## What is needed
Within the data that follows, how many lines carry the string "soccer"? Give the number alone.

## Task input
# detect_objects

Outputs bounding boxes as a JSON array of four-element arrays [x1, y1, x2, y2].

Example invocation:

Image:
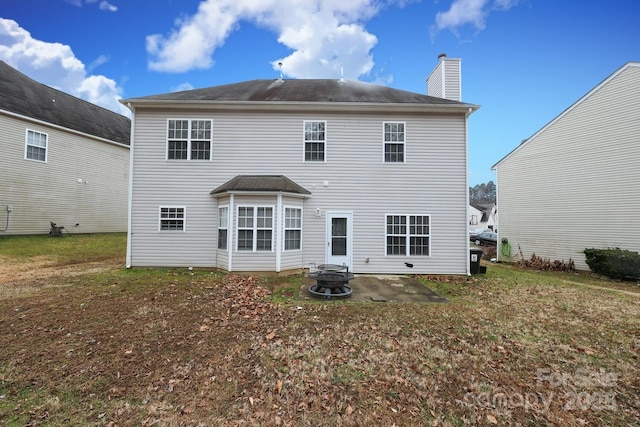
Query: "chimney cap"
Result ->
[[438, 53, 447, 59]]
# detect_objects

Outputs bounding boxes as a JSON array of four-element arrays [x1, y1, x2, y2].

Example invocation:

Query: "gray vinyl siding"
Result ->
[[427, 61, 444, 99], [129, 108, 468, 274], [444, 62, 461, 102], [427, 58, 461, 102], [494, 64, 640, 270], [0, 113, 129, 235]]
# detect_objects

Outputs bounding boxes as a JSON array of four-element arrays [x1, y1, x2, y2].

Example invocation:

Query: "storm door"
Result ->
[[326, 212, 353, 268]]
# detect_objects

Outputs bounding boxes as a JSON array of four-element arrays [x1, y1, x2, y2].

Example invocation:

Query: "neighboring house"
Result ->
[[492, 62, 640, 270], [0, 61, 131, 235], [469, 203, 497, 232], [121, 54, 479, 274]]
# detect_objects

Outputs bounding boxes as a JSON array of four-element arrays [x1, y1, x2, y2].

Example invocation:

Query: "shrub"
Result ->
[[516, 245, 575, 272], [583, 248, 640, 280]]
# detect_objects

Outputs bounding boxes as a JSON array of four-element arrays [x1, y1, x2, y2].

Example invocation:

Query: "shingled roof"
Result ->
[[124, 78, 476, 108], [210, 175, 311, 196], [0, 61, 130, 145]]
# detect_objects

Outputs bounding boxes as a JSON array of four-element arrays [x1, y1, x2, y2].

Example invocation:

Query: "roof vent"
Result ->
[[277, 62, 284, 82]]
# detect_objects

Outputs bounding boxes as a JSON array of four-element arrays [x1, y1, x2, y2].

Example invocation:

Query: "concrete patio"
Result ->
[[301, 274, 448, 303]]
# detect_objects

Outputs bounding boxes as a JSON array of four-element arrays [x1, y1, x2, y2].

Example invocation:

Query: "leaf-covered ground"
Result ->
[[0, 260, 638, 426]]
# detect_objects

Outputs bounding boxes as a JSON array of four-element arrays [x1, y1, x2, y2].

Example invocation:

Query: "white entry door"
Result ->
[[326, 212, 353, 268]]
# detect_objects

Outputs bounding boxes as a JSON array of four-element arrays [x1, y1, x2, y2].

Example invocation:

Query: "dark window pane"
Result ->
[[237, 230, 253, 250], [332, 237, 347, 256], [257, 230, 272, 251], [285, 230, 301, 250], [218, 229, 227, 250]]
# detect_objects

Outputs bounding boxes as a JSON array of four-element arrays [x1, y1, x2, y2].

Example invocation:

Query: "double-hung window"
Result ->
[[386, 214, 430, 256], [237, 206, 273, 251], [160, 207, 185, 231], [383, 122, 405, 163], [167, 119, 212, 160], [218, 206, 229, 250], [284, 207, 302, 250], [304, 120, 326, 161], [25, 130, 48, 162]]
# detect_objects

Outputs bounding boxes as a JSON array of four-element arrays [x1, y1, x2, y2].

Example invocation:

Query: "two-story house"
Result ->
[[121, 55, 478, 274], [0, 61, 131, 235]]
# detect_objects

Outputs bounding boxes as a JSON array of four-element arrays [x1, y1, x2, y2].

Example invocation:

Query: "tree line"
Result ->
[[469, 181, 496, 205]]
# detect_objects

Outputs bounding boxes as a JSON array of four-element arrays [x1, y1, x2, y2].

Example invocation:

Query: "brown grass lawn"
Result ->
[[0, 235, 638, 426]]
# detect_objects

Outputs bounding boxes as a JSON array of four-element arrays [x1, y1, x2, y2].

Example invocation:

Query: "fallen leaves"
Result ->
[[1, 267, 638, 427]]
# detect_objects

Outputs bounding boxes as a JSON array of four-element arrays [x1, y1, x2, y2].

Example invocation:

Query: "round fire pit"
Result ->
[[308, 264, 354, 298]]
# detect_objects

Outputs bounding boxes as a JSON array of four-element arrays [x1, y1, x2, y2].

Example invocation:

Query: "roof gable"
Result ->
[[492, 62, 640, 169], [0, 61, 130, 145]]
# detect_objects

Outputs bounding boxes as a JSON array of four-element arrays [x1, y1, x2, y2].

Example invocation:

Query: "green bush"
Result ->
[[583, 247, 640, 280]]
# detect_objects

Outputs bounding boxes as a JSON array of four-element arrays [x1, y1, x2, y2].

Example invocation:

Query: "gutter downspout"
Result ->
[[276, 193, 283, 272], [465, 107, 473, 276], [0, 207, 10, 232], [125, 103, 135, 269], [228, 194, 234, 272]]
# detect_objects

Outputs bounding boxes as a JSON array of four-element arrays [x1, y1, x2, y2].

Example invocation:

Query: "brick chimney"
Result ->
[[426, 53, 462, 101]]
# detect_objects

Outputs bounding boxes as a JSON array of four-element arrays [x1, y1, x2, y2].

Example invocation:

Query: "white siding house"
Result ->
[[122, 58, 478, 274], [492, 62, 640, 270], [0, 61, 131, 235], [469, 203, 497, 232]]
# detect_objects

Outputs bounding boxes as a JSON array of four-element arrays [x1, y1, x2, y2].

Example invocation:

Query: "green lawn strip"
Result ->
[[0, 233, 126, 265]]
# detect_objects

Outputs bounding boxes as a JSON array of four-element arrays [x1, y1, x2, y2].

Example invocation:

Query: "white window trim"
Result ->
[[218, 206, 230, 250], [382, 121, 406, 164], [159, 206, 186, 232], [236, 205, 275, 252], [385, 214, 431, 257], [303, 120, 327, 162], [166, 118, 213, 161], [24, 129, 48, 163], [283, 206, 303, 252]]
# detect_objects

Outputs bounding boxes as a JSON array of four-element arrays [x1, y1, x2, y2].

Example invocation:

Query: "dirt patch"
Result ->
[[0, 256, 123, 298]]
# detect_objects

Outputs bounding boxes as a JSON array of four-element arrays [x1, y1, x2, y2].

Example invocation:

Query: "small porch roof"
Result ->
[[210, 175, 312, 197]]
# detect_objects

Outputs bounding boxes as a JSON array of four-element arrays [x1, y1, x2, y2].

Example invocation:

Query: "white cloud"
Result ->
[[172, 82, 195, 92], [87, 54, 110, 72], [430, 0, 519, 40], [146, 0, 403, 80], [99, 1, 118, 12], [65, 0, 118, 12], [0, 18, 130, 116]]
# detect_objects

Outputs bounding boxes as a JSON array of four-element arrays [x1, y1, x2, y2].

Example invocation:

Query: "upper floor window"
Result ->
[[160, 207, 185, 231], [25, 130, 48, 162], [386, 214, 430, 256], [383, 122, 405, 163], [284, 207, 302, 250], [304, 121, 326, 161], [167, 119, 212, 160], [237, 206, 273, 251]]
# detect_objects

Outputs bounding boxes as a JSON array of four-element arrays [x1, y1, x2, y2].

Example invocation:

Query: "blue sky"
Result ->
[[1, 0, 638, 186]]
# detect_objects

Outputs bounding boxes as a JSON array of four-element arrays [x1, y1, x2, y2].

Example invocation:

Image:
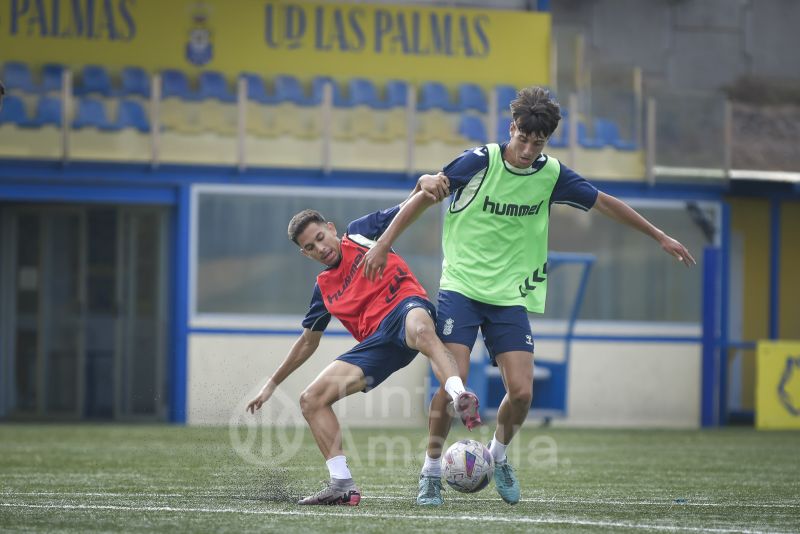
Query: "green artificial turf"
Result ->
[[1, 424, 798, 532]]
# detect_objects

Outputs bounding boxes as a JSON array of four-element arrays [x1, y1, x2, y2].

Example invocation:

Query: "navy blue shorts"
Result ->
[[436, 289, 533, 366], [337, 296, 436, 392]]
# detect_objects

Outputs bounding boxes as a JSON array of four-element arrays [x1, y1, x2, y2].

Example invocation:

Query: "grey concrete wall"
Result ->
[[552, 0, 800, 93]]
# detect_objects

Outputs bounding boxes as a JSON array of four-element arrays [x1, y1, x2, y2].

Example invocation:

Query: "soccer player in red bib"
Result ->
[[246, 198, 481, 506]]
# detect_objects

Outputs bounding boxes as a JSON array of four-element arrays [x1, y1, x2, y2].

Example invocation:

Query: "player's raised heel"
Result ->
[[494, 460, 520, 504], [298, 481, 362, 506], [417, 475, 444, 506], [454, 391, 482, 430]]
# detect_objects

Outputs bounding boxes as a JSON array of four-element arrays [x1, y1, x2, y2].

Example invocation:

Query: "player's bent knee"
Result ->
[[411, 321, 437, 348], [299, 388, 323, 416], [508, 384, 533, 408]]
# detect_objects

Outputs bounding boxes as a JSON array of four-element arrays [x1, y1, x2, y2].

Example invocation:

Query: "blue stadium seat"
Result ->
[[72, 98, 113, 129], [311, 76, 347, 106], [29, 96, 63, 127], [548, 112, 569, 148], [77, 65, 112, 96], [114, 99, 150, 132], [198, 71, 236, 102], [577, 121, 605, 149], [459, 115, 487, 143], [348, 78, 381, 108], [42, 63, 65, 93], [121, 67, 150, 98], [496, 117, 512, 142], [0, 94, 30, 125], [384, 80, 408, 108], [418, 81, 457, 112], [458, 83, 487, 113], [594, 117, 637, 151], [161, 69, 194, 100], [3, 62, 36, 93], [495, 84, 518, 112], [240, 73, 273, 104], [273, 75, 309, 105]]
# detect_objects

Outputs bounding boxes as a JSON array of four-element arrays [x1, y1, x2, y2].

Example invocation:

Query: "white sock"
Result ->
[[421, 453, 442, 477], [444, 376, 466, 401], [489, 433, 508, 463], [326, 455, 352, 480]]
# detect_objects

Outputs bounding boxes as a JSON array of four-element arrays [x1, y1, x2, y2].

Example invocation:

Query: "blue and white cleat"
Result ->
[[416, 475, 444, 506], [494, 459, 520, 504]]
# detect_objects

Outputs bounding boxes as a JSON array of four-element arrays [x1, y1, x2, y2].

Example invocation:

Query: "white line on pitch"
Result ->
[[1, 491, 797, 509], [0, 501, 785, 534]]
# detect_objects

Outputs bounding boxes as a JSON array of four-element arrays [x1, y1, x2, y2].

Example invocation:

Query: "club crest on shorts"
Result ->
[[443, 318, 454, 336]]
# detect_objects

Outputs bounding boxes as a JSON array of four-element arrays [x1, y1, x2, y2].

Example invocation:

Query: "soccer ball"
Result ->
[[442, 439, 494, 493]]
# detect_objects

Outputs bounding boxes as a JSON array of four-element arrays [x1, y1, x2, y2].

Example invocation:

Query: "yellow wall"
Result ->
[[728, 198, 799, 412], [780, 201, 800, 340], [0, 0, 550, 88], [729, 197, 771, 410]]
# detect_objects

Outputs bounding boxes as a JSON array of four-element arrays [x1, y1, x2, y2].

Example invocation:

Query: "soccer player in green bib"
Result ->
[[362, 86, 696, 506]]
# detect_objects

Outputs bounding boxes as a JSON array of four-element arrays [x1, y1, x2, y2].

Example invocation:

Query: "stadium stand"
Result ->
[[3, 62, 36, 93], [577, 121, 605, 149], [120, 67, 151, 98], [77, 65, 113, 97], [273, 75, 311, 105], [114, 99, 150, 132], [161, 69, 195, 100], [311, 76, 347, 107], [418, 81, 458, 112], [198, 71, 237, 103], [199, 101, 238, 135], [371, 108, 407, 142], [384, 80, 409, 108], [29, 96, 62, 127], [72, 97, 114, 130], [595, 117, 637, 150], [496, 116, 510, 142], [0, 61, 643, 167], [548, 118, 569, 148], [41, 63, 65, 93], [458, 114, 488, 143], [347, 78, 382, 108], [0, 95, 29, 126], [495, 84, 518, 112], [241, 73, 272, 104], [458, 83, 488, 113]]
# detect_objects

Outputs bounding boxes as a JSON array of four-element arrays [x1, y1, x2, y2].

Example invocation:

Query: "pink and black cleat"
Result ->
[[297, 481, 361, 506], [454, 391, 482, 430]]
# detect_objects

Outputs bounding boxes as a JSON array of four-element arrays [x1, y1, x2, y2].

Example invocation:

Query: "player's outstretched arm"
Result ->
[[593, 191, 697, 267], [362, 187, 440, 281], [246, 328, 323, 413]]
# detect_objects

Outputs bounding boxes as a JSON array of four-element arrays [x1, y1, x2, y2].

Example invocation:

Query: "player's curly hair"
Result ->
[[288, 209, 327, 244], [510, 86, 561, 138]]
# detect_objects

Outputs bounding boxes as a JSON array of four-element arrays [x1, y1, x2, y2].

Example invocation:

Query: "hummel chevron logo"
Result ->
[[518, 262, 547, 298]]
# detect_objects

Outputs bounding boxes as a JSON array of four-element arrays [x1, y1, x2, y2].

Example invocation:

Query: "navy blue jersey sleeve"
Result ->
[[301, 283, 331, 332], [442, 145, 490, 190], [346, 205, 401, 240], [550, 162, 599, 211]]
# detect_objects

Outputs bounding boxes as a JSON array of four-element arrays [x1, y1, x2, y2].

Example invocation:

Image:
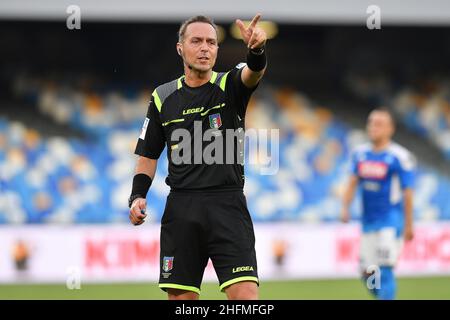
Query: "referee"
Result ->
[[128, 14, 267, 300]]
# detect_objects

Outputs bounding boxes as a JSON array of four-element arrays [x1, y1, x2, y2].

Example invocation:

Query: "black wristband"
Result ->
[[128, 173, 152, 208], [247, 46, 267, 72]]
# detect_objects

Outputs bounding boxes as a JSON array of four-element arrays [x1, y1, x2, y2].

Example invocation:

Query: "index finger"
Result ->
[[249, 13, 261, 29]]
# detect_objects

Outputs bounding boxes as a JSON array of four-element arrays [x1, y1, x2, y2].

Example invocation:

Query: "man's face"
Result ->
[[178, 22, 218, 72], [367, 111, 395, 143]]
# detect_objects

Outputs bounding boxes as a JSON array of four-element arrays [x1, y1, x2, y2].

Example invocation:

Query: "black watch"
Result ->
[[128, 194, 144, 208]]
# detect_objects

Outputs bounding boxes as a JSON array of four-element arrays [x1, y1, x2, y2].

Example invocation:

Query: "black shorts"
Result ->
[[158, 189, 258, 294]]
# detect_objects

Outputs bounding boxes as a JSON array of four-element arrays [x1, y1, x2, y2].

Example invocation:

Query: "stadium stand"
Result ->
[[345, 73, 450, 160], [1, 74, 449, 224]]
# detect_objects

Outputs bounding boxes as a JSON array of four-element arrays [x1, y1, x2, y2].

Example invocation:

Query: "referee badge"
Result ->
[[163, 256, 174, 272], [209, 113, 222, 129]]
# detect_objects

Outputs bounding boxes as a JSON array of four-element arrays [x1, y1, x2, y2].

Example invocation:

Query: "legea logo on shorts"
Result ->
[[232, 266, 254, 273]]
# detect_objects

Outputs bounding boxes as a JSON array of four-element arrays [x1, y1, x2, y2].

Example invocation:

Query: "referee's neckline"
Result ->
[[181, 73, 215, 89]]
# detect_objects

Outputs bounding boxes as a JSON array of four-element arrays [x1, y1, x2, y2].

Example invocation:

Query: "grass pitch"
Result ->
[[1, 277, 449, 300]]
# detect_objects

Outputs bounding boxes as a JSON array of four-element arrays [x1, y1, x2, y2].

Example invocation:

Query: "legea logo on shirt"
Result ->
[[358, 161, 388, 179]]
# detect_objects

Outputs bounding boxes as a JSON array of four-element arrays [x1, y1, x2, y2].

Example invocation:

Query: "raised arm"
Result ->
[[235, 13, 267, 88]]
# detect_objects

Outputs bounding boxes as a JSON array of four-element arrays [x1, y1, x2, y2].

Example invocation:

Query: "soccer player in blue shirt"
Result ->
[[341, 108, 416, 300]]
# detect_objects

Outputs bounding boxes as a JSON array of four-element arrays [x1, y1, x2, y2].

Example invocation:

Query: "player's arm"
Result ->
[[129, 94, 166, 226], [235, 14, 267, 88], [135, 156, 157, 178], [397, 151, 416, 241], [129, 156, 158, 226], [403, 188, 414, 241], [341, 175, 359, 223]]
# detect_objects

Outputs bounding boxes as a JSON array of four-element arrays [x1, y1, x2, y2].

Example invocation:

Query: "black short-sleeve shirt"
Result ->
[[135, 63, 258, 190]]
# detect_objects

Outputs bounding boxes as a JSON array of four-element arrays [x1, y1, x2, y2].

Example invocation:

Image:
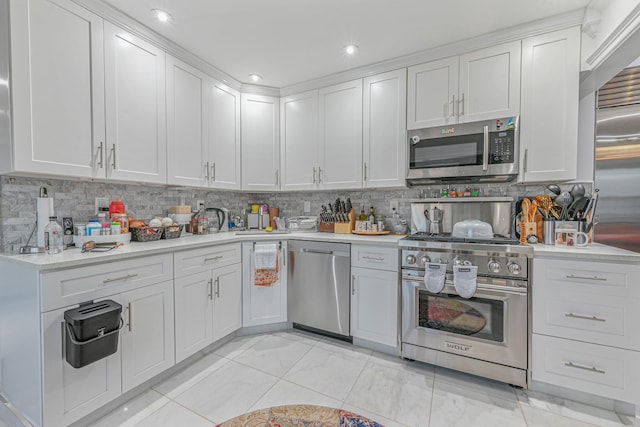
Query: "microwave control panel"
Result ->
[[488, 129, 515, 164]]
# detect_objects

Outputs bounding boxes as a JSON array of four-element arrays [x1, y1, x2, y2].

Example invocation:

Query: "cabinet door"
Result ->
[[166, 56, 208, 187], [9, 0, 104, 178], [209, 80, 241, 189], [241, 94, 280, 191], [458, 41, 521, 123], [42, 301, 122, 427], [318, 79, 363, 189], [407, 57, 458, 129], [363, 69, 407, 188], [519, 27, 580, 183], [280, 90, 319, 191], [351, 267, 398, 347], [121, 281, 175, 392], [174, 271, 213, 363], [242, 242, 288, 326], [104, 22, 167, 184], [212, 263, 243, 341]]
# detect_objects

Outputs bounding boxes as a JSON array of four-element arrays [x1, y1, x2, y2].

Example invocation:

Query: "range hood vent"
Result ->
[[597, 66, 640, 109]]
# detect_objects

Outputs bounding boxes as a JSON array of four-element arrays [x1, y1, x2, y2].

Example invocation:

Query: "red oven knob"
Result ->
[[507, 262, 522, 275], [405, 255, 417, 265]]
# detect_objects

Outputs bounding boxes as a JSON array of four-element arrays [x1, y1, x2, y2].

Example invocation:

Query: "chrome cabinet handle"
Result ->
[[205, 161, 210, 181], [207, 278, 213, 300], [363, 163, 367, 182], [450, 95, 455, 117], [215, 277, 220, 298], [126, 302, 132, 332], [313, 167, 317, 184], [523, 148, 528, 173], [281, 246, 286, 267], [110, 144, 116, 169], [482, 125, 489, 171], [363, 255, 384, 261], [459, 93, 464, 116], [205, 255, 224, 262], [275, 169, 279, 186], [564, 361, 605, 375], [565, 313, 606, 322], [352, 275, 356, 295], [566, 274, 607, 281], [211, 163, 216, 182], [103, 273, 138, 284], [97, 142, 104, 169], [318, 166, 323, 183]]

## Answer to this problem
4